===== Exercise material =====

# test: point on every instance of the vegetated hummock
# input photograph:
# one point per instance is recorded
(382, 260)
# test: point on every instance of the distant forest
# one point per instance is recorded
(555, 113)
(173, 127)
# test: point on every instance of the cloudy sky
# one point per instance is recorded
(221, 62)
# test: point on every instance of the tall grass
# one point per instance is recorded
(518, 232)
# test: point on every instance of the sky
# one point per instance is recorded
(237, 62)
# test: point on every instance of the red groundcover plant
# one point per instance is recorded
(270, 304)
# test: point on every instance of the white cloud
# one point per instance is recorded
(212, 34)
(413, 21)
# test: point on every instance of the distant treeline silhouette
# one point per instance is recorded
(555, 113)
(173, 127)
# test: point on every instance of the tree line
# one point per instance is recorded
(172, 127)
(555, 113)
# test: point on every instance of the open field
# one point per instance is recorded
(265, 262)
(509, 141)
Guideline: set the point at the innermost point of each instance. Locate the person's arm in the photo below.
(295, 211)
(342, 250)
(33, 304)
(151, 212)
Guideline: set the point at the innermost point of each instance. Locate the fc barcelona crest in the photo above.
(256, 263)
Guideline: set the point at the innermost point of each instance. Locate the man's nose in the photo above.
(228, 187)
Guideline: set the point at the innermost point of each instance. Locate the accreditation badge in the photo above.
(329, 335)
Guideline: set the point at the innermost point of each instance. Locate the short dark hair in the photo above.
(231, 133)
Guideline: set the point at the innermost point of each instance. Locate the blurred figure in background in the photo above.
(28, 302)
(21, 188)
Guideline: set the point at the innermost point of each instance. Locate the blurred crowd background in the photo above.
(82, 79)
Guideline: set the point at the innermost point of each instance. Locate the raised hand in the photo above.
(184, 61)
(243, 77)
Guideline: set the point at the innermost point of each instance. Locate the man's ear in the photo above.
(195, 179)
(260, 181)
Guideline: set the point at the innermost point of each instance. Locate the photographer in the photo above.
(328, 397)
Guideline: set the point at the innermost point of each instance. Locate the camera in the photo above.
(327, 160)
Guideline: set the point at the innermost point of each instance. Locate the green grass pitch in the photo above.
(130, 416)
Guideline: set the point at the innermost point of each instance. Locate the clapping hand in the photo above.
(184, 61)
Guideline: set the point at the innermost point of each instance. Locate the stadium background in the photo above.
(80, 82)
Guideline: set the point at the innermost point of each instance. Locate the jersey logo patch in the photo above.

=====

Your instructions =
In the data above, how many lines contain the word "distant"? Only the number is wanted.

Response to this exercise =
2